What is expected -> Write out the records again, replacing every "background" with "unmasked area" and changing nothing else. Leave the pictures out.

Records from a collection
########################################

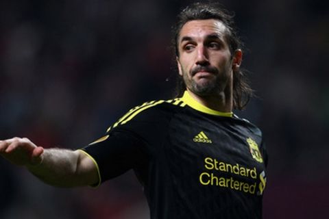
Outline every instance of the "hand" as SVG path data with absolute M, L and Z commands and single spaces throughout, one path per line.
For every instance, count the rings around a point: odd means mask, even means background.
M 13 138 L 0 140 L 0 155 L 19 166 L 34 166 L 41 164 L 44 149 L 26 138 Z

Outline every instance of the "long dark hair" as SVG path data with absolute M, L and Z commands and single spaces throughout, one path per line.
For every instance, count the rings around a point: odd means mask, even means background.
M 177 57 L 178 51 L 178 38 L 183 25 L 190 21 L 215 19 L 221 21 L 227 27 L 226 39 L 228 43 L 231 54 L 242 49 L 243 44 L 234 27 L 234 14 L 229 12 L 217 3 L 194 3 L 184 9 L 178 16 L 178 21 L 173 27 L 173 47 Z M 248 103 L 253 94 L 253 90 L 249 85 L 245 76 L 245 70 L 240 69 L 233 74 L 233 108 L 243 110 Z M 182 77 L 177 74 L 176 97 L 182 96 L 186 89 Z

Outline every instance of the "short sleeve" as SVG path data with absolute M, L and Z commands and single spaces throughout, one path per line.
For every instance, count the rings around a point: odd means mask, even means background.
M 114 131 L 82 150 L 95 159 L 103 183 L 141 165 L 147 159 L 145 144 L 133 133 Z

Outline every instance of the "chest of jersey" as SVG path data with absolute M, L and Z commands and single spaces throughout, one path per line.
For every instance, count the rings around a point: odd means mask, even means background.
M 261 137 L 241 122 L 202 114 L 174 116 L 166 153 L 175 186 L 261 195 L 266 183 Z

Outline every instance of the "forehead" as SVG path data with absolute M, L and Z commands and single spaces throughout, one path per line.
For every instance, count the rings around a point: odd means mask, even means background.
M 182 27 L 180 38 L 184 36 L 205 36 L 212 34 L 216 34 L 223 38 L 227 31 L 228 28 L 220 21 L 215 19 L 194 20 L 186 22 Z

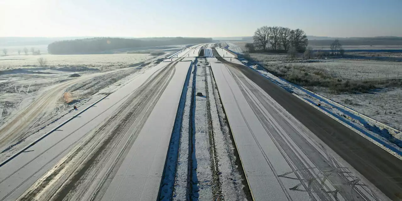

########################################

Written solution ->
Outline every instance of the "hand" as SVG path data with absolute M, L and Z commands and single spaces throughout, one path per line.
For every instance, count the rings around a point: odd means mask, even means unmasked area.
M 13 138 L 0 140 L 0 155 L 19 166 L 34 166 L 41 164 L 44 149 L 26 138 Z

Outline every instance of the "long dark hair" as SVG path data with absolute M, L and Z commands and single spaces throughout, one path per line.
For every instance, count the rings around a point: odd means mask, even means unmasked area.
M 177 57 L 178 51 L 178 38 L 183 25 L 190 21 L 215 19 L 221 21 L 227 27 L 226 39 L 228 43 L 231 54 L 242 49 L 243 44 L 234 27 L 234 14 L 229 12 L 217 3 L 194 3 L 184 9 L 178 16 L 178 21 L 173 27 L 173 47 Z M 248 103 L 253 94 L 253 90 L 249 85 L 245 76 L 245 70 L 240 69 L 233 74 L 233 108 L 243 110 Z M 182 77 L 177 74 L 176 97 L 182 96 L 186 89 Z

Outline every instance of the "short sleeve" as SVG path data with absolute M, L and Z commands and single spaces throughout, one path per line.
For every instance, count the rings around a point: odd means mask, even means unmasked area.
M 114 131 L 82 150 L 95 159 L 103 183 L 141 165 L 147 159 L 145 144 L 133 133 Z

Outline every instance of the "chest of jersey" as SVG path data with absolute M, L and Z commands and single spaces throughout, one path per line.
For every instance, count the rings around a point: odd means mask, even means unmasked area.
M 261 137 L 241 122 L 202 114 L 174 116 L 166 153 L 175 186 L 261 195 L 266 183 Z

Outline every instance of the "forehead" as SVG path data with absolute M, L and Z commands and single spaces throughout, one path per line.
For every instance, count the rings around a point: odd means mask, even means unmasked area.
M 182 27 L 180 38 L 184 36 L 205 36 L 212 34 L 216 34 L 223 38 L 227 31 L 228 28 L 220 21 L 215 19 L 194 20 L 186 22 Z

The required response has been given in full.